##### SUPPLIED TEXT

Nhlanhla Ndebele
This blog is based on part of my PhD research focusing on the measurement of quality of work and employment (QWE) of UK employees and modelling how this has changed over time. This might be of particular interest to students who want to pursue studies in advanced quantitative methods as well as researchers conducting research focusing on measuring unobservable or latent concepts.
Standard analysis of the labour market tends to focus on quantity, but there is an increasing interest in the quality of jobs created. However, there is no consensus on the conceptualisation and operationalisation of QWE, demonstrating not only the novelty of research and policy development in this area, but also the considerable challenges in measuring this concept (Muñoz de Bustillo et al. 2011). Quality, in general, is a complex concept to measure as it is unobservable. To measure such a concept, observable variables thought to be indicators of different aspects of the concept are measured and methods, such as latent variable modelling (Bartholomew et al. 2008), applied to create the measure. A further complication is that QWE as a concept is multidimensional; thus, employers offer jobs made up of bundles of rewards; with the general or overall QWE being a combination of these bundles or dimensions (Muñoz de Bustillo et al. 2011) but it is debatable how this should be modelled.
This blog focuses on the comparison of measurement models of QWE using data from Wave 8 (2016 – 2018) of Understanding Society: The UK Household Longitudinal Study (UKHLS) (University of Essex, Institute for Social and Economic Research 2018). It is only limited to model comparison to show which measurement model best fits the data and reports global fit statistics but not the model estimates. The sample (n = 17,196) was limited to employees over 16 years old in a paid job and the data had 20 indicators / items measuring different aspects of QWE. The indicators had ordinal levels of measurement (mixture of dichotomous and polytomous) and their descriptions are shown in Table 1. These are grouped by dimension of QWE based on a conceptual framework developed from different schools of thought of the social sciences (Muñoz de Bustillo et al. 2011).

##########

→ **GIVEN PROBLEM**
How many employees made up the sample in the blog on measuring quality of work and employment?

##### DATA LINES

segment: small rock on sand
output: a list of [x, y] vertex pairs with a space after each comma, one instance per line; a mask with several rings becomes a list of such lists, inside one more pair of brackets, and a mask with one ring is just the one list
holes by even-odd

##########

→ **WRITTEN RESPONSE**
17,196